● **Trecho do documento**:

Folha de S. Paulo


Veja como parque no Minhocão ficaria se projeto saísse do papel

Que tal colocar uma sunga e ir para o meio do Minhocão? E nem é fim de semana: pense no sol a pino em plena segunda-feira à tarde.

Há quem esteja pensando seriamente nisso: transformar o elevado Costa e Silva em um grande jardim suspenso, com direito a piscina.

Na cidade de Nova York, uma ideia similar não ficou só no papel. Em 1999, dois moradores defenderam a ideia de transformar um viaduto ferroviário desativado, no coração de Manhattan, num parque.

Em 2002, a proposta para o chamado High Line foi adotada oficialmente pela prefeitura. Seis anos depois, o projeto abriu ao público.

Inspirado pela intervenção nos EUA, o engenheiro Athos Comolatti fundou em 2013 uma associação para transformar o Minhocão numa área de lazer que até praia artificial teria.

A construção foi inaugurada em 1971 pelo então prefeito Paulo Maluf, e o efeito dominó veio rápido: degeneração do entorno provocada pela poluição visual, sonora e do ar.

Nas últimas três décadas, diferentes propostas aparecem para o lugar.

Em 1986, o arquiteto Pitanga do Amparo propôs um parque para substituir a via expressa, o que interessou o prefeito Jânio Quadros (PTB).

A prefeitura de Luiza Erundina (então do PT) trouxe a primeira proposta para demolir a estrutura, iniciativa também defendida pela petista Marta Suplicy. José Serra (PSDB) fez um concurso de ideias para o lugar, e o sucessor Gilberto Kassab (PSD) prometeu levar o Minhocão abaixo.

Imagens Ciro Miguel & Bruna Canepa/Associação Parque Minhocão
Dá até praia: no que o elevado Costa e Silva se transformaria se o projeto da Associação Parque Minhocão saísse do papel
Dá até praia: no que o elevado Costa e Silva se transformaria se o projeto da Associação Parque Minhocão saísse do papel

Nenhum dos projetos jamais foi para a frente.

Quando Kassab desengavetou o plano de demolição, Comolatti ficou "indignado". Argumentos não faltam para pôr um parque no lugar. Os ruídos nos edifícios próximos chegam a 85 decibéis de dia, segundo medições de sua associação, muito acima dos 70 decibéis estabelecidos pela Lei do Silêncio (uma comparação: a gritaria de uma feira livre, medida em 2011 pela sãopaulo, ficou nessa média).

Por sua vez, derrubar a estrutura traria grandes transtornos e um grande volume de entulho: mais de 50 mil metros cúbicos de concreto usados na construção -como se orgulhava, na época, a empresa de engenharia Hidroservice, autora do projeto.

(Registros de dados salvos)

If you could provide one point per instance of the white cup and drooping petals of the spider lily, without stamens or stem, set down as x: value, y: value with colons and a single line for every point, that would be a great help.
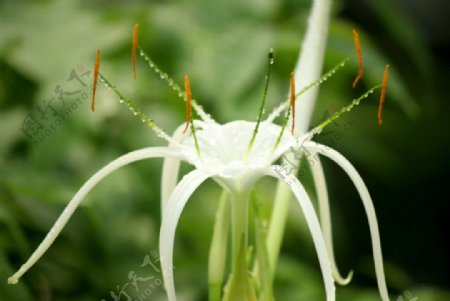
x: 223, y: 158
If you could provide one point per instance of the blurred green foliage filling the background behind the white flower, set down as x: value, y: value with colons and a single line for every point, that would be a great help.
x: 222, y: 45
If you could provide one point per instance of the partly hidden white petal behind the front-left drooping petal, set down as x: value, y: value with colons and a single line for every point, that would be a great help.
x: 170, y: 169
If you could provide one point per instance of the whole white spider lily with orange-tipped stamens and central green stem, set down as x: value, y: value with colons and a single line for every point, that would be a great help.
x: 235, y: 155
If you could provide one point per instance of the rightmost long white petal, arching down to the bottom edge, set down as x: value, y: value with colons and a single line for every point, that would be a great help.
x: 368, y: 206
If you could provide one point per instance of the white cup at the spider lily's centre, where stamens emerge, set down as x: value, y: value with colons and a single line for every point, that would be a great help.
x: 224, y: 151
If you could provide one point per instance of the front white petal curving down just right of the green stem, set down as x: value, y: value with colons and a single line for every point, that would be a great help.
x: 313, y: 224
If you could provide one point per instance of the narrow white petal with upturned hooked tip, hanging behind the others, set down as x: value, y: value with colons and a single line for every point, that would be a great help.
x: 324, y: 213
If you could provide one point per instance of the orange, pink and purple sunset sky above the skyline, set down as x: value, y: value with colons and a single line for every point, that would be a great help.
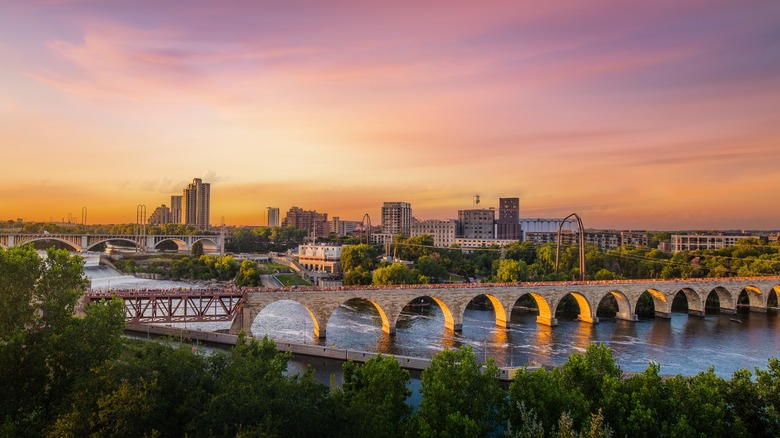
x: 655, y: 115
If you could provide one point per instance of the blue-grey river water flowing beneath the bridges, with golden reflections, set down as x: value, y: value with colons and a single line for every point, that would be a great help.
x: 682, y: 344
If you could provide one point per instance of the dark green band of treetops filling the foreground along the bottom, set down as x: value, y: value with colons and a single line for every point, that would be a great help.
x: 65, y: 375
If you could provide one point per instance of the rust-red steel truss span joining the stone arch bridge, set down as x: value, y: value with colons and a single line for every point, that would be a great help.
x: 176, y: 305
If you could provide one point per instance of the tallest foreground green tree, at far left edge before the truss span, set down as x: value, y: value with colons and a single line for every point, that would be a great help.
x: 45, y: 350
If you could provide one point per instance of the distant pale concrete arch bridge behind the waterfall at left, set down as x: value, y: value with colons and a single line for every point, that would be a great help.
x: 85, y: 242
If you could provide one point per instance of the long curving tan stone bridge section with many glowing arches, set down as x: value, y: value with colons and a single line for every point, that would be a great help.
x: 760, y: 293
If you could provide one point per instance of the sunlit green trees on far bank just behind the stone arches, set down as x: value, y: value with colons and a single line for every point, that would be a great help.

● **Tarefa A**: Segundo a reportagem sobre o Minhocão, em que ano o elevado Costa e Silva foi inaugurado?
● **Tarefa B**: Transcreva da reportagem sobre o Minhocão o trecho que vai de "Veja como parque" até "Manhattan, num parque.".

● **Solução A**: Em 1971.

● **Solução B**:
Veja como parque no Minhocão ficaria se projeto saísse do papel

Que tal colocar uma sunga e ir para o meio do Minhocão? E nem é fim de semana: pense no sol a pino em plena segunda-feira à tarde.

Há quem esteja pensando seriamente nisso: transformar o elevado Costa e Silva em um grande jardim suspenso, com direito a piscina.

Na cidade de Nova York, uma ideia similar não ficou só no papel. Em 1999, dois moradores defenderam a ideia de transformar um viaduto ferroviário desativado, no coração de Manhattan, num parque.